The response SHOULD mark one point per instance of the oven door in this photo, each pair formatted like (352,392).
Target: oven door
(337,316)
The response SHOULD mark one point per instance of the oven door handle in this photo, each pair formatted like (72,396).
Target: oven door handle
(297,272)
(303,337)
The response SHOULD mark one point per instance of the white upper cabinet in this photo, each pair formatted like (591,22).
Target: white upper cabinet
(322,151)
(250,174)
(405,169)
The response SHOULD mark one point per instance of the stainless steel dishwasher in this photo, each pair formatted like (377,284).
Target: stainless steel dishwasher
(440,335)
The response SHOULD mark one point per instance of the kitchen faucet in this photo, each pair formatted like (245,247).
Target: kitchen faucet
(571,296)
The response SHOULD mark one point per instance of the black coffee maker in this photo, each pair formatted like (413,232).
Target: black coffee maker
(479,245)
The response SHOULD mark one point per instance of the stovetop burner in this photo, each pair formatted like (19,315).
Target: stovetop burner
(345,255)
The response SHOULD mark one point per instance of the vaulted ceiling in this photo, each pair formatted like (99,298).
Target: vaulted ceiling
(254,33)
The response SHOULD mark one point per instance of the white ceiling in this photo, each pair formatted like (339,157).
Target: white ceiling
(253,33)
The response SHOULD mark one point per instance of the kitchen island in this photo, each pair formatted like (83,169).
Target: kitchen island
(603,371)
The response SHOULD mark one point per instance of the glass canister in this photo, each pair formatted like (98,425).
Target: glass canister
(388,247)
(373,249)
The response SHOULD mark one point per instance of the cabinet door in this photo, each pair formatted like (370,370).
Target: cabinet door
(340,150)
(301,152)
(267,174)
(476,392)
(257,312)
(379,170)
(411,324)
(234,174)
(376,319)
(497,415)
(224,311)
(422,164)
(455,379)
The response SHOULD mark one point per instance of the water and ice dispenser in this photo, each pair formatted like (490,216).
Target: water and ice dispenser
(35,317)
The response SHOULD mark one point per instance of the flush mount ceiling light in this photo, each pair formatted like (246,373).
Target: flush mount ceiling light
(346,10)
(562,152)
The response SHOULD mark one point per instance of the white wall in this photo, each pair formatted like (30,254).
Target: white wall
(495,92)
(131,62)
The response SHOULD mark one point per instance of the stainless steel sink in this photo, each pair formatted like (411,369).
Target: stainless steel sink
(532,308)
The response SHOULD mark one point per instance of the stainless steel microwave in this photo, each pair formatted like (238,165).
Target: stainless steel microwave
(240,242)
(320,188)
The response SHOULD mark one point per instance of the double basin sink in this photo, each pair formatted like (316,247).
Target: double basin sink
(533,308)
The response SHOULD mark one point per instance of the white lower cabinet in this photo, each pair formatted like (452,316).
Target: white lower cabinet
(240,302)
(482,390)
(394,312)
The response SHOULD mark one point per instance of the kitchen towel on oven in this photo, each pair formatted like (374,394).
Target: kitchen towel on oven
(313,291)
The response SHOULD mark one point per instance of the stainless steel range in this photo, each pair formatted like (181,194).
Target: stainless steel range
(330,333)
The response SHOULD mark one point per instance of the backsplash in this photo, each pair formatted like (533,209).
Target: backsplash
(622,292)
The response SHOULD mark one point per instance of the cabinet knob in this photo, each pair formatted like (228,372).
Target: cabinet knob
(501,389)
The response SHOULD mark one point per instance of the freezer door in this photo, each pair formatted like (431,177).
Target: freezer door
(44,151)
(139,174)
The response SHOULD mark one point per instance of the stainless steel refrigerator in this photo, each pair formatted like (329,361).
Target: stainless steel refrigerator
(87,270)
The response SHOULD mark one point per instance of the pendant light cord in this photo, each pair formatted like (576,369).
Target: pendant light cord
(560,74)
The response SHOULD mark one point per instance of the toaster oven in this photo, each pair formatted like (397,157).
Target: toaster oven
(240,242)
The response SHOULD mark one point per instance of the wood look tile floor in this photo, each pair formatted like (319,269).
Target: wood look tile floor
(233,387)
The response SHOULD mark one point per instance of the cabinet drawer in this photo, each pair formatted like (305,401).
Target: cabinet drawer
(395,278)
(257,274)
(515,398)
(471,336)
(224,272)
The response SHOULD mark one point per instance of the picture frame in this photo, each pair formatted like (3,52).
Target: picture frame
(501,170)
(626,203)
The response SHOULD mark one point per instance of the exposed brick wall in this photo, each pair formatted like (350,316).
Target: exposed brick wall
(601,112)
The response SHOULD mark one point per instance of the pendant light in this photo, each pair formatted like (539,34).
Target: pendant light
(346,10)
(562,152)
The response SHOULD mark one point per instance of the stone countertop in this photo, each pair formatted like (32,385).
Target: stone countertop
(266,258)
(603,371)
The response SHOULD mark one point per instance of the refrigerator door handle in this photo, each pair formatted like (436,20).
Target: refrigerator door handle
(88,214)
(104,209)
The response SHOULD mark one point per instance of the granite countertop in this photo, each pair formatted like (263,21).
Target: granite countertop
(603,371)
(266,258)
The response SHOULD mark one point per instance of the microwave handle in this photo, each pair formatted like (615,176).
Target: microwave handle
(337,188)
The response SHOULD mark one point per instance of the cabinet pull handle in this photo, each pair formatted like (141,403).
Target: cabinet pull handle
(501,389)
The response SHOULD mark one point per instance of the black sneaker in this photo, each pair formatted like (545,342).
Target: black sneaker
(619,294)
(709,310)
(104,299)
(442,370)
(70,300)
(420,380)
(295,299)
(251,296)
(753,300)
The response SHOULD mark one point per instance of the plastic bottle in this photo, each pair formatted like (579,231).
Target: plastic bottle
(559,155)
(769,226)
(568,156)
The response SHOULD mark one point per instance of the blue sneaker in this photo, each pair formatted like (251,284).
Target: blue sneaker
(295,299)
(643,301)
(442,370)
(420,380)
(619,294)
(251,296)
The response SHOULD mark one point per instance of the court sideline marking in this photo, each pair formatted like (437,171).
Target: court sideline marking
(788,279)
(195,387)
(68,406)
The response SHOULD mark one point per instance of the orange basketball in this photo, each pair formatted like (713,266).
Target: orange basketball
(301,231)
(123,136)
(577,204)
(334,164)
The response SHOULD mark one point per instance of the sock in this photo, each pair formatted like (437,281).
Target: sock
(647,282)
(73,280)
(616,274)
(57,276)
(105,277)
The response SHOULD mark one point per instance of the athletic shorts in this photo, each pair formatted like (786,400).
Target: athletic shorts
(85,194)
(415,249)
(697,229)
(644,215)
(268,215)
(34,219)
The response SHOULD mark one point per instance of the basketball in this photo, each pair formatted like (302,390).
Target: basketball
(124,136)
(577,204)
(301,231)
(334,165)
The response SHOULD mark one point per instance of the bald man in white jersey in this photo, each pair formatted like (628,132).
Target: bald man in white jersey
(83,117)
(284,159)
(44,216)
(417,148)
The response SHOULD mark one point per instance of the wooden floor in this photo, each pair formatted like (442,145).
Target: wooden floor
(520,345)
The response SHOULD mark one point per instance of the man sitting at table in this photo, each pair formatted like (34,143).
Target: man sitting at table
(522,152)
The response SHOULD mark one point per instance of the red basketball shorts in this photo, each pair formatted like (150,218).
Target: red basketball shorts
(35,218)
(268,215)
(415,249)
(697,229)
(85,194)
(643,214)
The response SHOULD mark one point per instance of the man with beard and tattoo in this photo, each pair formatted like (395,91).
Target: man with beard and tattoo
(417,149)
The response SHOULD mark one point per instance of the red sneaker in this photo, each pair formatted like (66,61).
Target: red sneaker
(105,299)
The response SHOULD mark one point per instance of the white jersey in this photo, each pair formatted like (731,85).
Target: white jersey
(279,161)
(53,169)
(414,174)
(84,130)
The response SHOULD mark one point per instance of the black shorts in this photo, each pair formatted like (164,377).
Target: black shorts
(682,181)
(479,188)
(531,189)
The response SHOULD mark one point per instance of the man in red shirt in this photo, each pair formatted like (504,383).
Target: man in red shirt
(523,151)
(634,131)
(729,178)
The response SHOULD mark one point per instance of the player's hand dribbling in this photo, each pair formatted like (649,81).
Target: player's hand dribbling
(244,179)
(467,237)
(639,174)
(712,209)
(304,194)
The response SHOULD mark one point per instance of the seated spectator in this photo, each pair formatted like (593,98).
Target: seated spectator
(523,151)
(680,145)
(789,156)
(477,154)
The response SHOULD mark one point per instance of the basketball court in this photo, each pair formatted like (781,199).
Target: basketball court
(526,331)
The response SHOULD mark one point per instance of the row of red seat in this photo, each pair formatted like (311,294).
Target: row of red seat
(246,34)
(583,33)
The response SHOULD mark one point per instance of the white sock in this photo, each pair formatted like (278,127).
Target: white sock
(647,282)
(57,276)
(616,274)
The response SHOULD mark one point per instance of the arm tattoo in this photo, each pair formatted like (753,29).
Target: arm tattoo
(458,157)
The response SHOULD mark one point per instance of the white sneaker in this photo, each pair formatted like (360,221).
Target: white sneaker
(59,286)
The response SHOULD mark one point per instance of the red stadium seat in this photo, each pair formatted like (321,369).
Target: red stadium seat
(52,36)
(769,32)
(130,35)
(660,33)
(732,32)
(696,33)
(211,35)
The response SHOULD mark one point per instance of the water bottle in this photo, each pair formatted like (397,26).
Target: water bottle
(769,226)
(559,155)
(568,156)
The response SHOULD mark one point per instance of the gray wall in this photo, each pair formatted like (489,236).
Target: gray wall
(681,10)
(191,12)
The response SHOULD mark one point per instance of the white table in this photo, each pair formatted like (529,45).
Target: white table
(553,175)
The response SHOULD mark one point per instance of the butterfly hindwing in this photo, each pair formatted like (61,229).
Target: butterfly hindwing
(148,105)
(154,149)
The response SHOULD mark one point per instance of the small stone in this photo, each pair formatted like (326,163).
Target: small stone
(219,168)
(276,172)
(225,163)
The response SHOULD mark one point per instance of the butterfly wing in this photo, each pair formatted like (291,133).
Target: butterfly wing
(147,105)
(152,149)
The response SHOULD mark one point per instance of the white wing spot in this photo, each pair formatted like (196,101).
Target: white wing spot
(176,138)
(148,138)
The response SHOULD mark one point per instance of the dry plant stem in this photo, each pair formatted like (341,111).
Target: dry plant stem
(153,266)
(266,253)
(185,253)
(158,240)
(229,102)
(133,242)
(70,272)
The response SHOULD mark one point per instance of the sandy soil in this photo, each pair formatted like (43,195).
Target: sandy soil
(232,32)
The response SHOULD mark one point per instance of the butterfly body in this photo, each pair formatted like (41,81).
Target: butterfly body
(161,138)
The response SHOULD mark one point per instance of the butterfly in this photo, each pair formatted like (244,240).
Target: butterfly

To do: Each line from the one with "The response SHOULD mark one point per instance of the dry" through the last line of the records must be written out word for word. Include nothing else.

Exercise result:
The response SHOULD mark one point per instance of the dry plant stem in this photo, each pair formatted like (341,111).
Target: dry plant stem
(153,266)
(266,253)
(185,253)
(158,240)
(229,102)
(133,242)
(70,272)
The response SHOULD mark one point per instance of the sandy soil in this photo, each pair formatted like (43,195).
Target: sandy soil
(232,32)
The response SHOULD mark one point per instance of the butterfly body in this photo, each pair formatted like (41,81).
Target: butterfly body
(161,138)
The response SHOULD mark one point per instance of the butterfly in this photo, each pair formatted like (244,240).
Target: butterfly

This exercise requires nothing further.